_Problems to solve_:
a: Translate this sentence from the NASCAR comments into Spanish: "Good thing they were fined and suspended for this."
b: Please retype the part of the NASCAR comments between "Good thing they" and "owners, against Nascar.", inclusive.

_Extract to read_:
** Start **

Good thing thing they were find and susspended for this. I can’t not imagine how much of a advantege this gave there team. Hope fully this teeches other team’s less sons.
Good thing they were fined and suspended for this. I can’t imagine how much of an advantage this gave their team. Hopefully, this teaches other teams a lesson.
Just translating.
NASCAR continues to make a killing of these petty BS infractions. Still say let NASCAR build and own the cars and just hire the drivers to race them. This kind of BS will be the demise of this phony stock car racing
LOL
Just couldn’t STRAY away from fixing it.
“A valiant attempt” at cheating.
I thought they permanently retired “3”. Shows you how much I’ve paid attention to NASCAR lately.
OK, but not as bad as Smokey Yunick’s ’67 Chevelle….
Disguised as a ’66.
They knew what they were doing. Somebody switched. Wonder what Rick Farley would say?
Heavy-handed, silly tick-tack Nascar nonsense which serves just to alienate fans and now, team owners, against Nascar.
Let’s be real for a second: Martinsville is such a small track that aero cheating (or in the case of Nascar officials, LOOKING for aero cheating) makes no sense at all. It’s a track where the winner could have a damaged front fender or fascia and still compete for a win; something not possible at the super speedways or even the Tricky Triangle of Pocono.

** End **

_Extracted records_:

** Start **

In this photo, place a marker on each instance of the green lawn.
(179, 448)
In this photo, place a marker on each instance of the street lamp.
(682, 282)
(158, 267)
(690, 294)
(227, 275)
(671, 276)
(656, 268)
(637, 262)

** End **

_Answer list_:
a: Menos mal que los multaron y los suspendieron por esto.

b:
Good thing they were fined and suspended for this. I can’t imagine how much of an advantage this gave their team. Hopefully, this teaches other teams a lesson.
Just translating.
NASCAR continues to make a killing of these petty BS infractions. Still say let NASCAR build and own the cars and just hire the drivers to race them. This kind of BS will be the demise of this phony stock car racing
LOL
Just couldn’t STRAY away from fixing it.
“A valiant attempt” at cheating.
I thought they permanently retired “3”. Shows you how much I’ve paid attention to NASCAR lately.
OK, but not as bad as Smokey Yunick’s ’67 Chevelle….
Disguised as a ’66.
They knew what they were doing. Somebody switched. Wonder what Rick Farley would say?
Heavy-handed, silly tick-tack Nascar nonsense which serves just to alienate fans and now, team owners, against Nascar.